WORKING DATA:

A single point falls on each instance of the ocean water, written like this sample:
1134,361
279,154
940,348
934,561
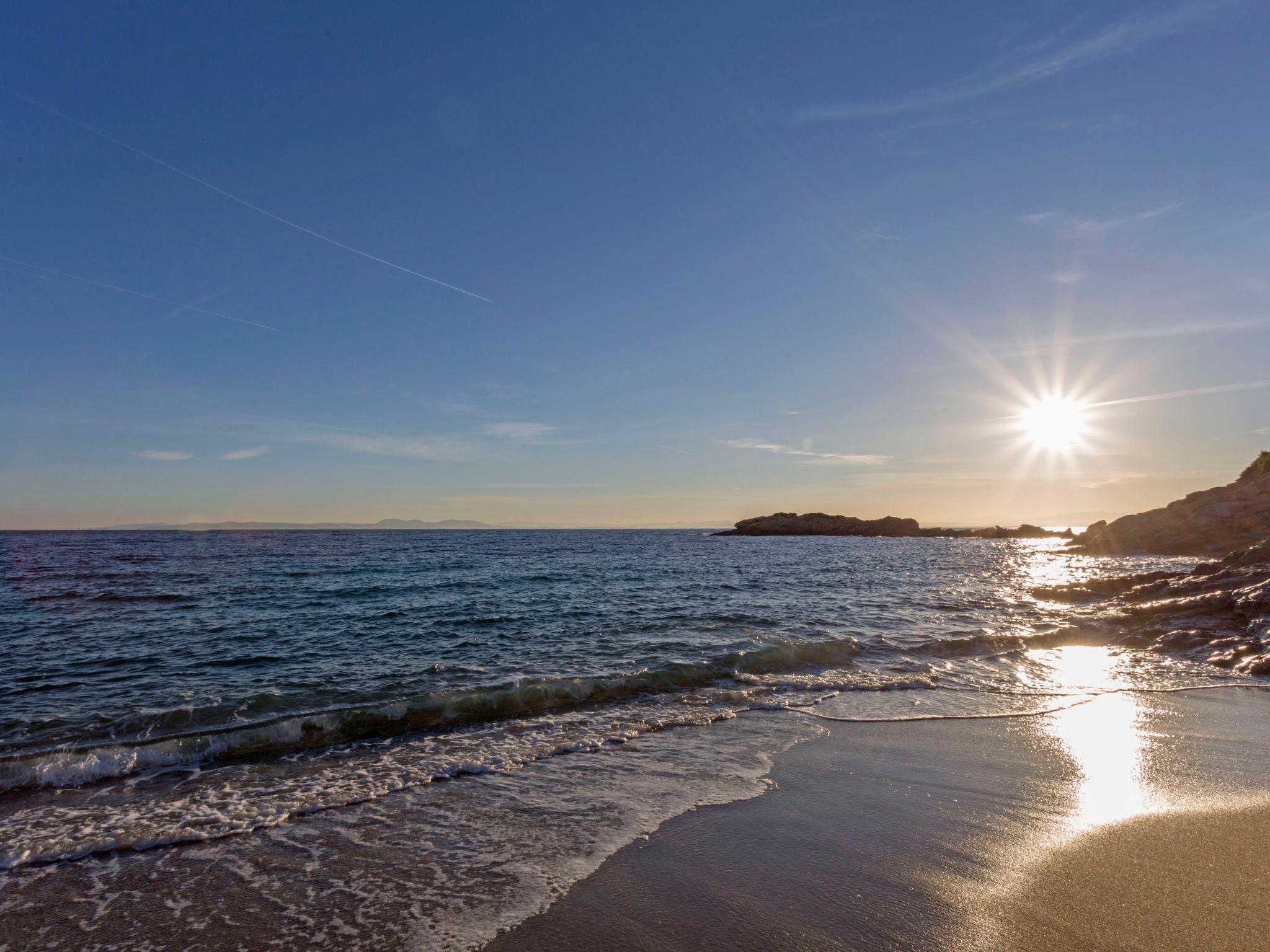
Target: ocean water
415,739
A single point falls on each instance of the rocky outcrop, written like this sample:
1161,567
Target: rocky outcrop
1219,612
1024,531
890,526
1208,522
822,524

TASK INSTRUCTIONS:
Render every line of the records above as a JSON list of strings, with one string per line and blank lines omitted. Leave the pictures out of the list.

COMPLETED EXERCISE:
[
  "A single point falls on each instance of the ocean water, written like this sample:",
  "1134,361",
  "279,154",
  "940,348",
  "934,561",
  "Target: ocean water",
  "415,739",
  "A single point falls on each instance of the rocky outcrop, written like this sample:",
  "1161,567",
  "Target: rocky outcrop",
  "1219,612",
  "1024,531",
  "890,526",
  "1208,522",
  "822,524"
]